==== Brano selezionato ====

Dopo la guerra del Golfo l’Intifada conosce molte difficoltà e un sostanziale declino; aumenta il peso dell’integralismo islamico, ma è anche frequente il ritorno a gesti disperati di terrorismo individuale, tra cui gli attentati suicidi.

È questo contesto che va tenuto presente per capire e non demonizzare il terrorismo che dilaga nei momenti di sconfitta e di frustrazione. Il primo elemento che va tenuto presente è che il terrorismo palestinese è frutto quasi sempre della disperazione, mentre si trova di fronte un terrorismo di Stato che, ad esempio, pratica sistematicamente massicce rappresaglie su familiari o concittadini sicuramente innocenti come ritorsione al gesto di una singola persona. Il fatto che si usino cannoni, aerei ed elicotteri o missili invece di un candelotto di dinamite non toglie certo responsabilità, anzi le aggrava. Lo Stato di Israele ha più volte abbattuto o dirottato aerei in tempo di pace, ha perfino attaccato nel 1967 la nave spia statunitense Liberty, fingendo di credere che fosse egiziana, provocando 34 morti e 75 feriti e danneggiandola gravemente per impedire che controllasse i suoi movimenti. L’alleanza non era evidentemente ancora consolidata, ma già era tale che gli Stati Uniti finsero di credere alle scuse dell’aviazione israeliana; solo quest’anno si è ammesso che in realtà erano consapevoli, e preferirono tacere.

Fin dal 1948 Israele ha praticato la distruzione di interi villaggi, uccidendo una parte della popolazione e mettendo in fuga con il terrore i sopravvissuti e gli abitanti dei villaggi vicini. Il 9 aprile toccò a Deir Yassin, con un bilancio di circa 250 morti. Altre distruzioni “per rappresaglia” vi furono nel 1953, a Qibya (60 morti, per reazione alla morte di tre israeliani, uccisi non si sa da chi), mentre 500 civili furono assassinati a freddo durante la conquista di Gaza nel 1956, 200 a Khan Yunis e altrettanti a Rafa, e 49 contadini furono sterminati mentre tornavano dal lavoro ignari del coprifuoco imposto da Israele a Kfar Qasim. Queste operazioni furono compiute direttamente da militari israeliani. Alcuni di essi furono sospesi dal servizio quando scoppiò lo scandalo sulla stampa di Tel Aviv, ma furono successivamente richiamati e continuarono la propria carriera avanzando normalmente nei gradi. Più noti i massacri che nel Libano furono delegati ai mercenari falangisti.

==== Dati forniti ====

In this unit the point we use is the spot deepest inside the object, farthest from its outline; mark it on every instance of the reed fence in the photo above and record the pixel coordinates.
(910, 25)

====

● Obiettivo 1
In quale anno il brano colloca la distruzione di Qibya?
● Obiettivo 2
Copia dal brano, senza cambiare nulla, la parte che si apre con le parole contenenti "Dopo la guerra" e si chiude con "gli attentati suicidi.".
● Obiettivo 3
Spiega in una o due frasi per quale motivo, secondo il brano, fu distrutto Qibya nel 1953.
I dati non hanno alcun ruolo in questo lavoro.

● Risposta scritta 1
Nel 1953.

● Risposta scritta 2
Dopo la guerra del Golfo l’Intifada conosce molte difficoltà e un sostanziale declino; aumenta il peso dell’integralismo islamico, ma è anche frequente il ritorno a gesti disperati di terrorismo individuale, tra cui gli attentati suicidi.

● Risposta scritta 3
La distruzione di Qibya fu presentata come una rappresaglia per la morte di tre israeliani. Il brano precisa che non si sa da chi furono uccisi.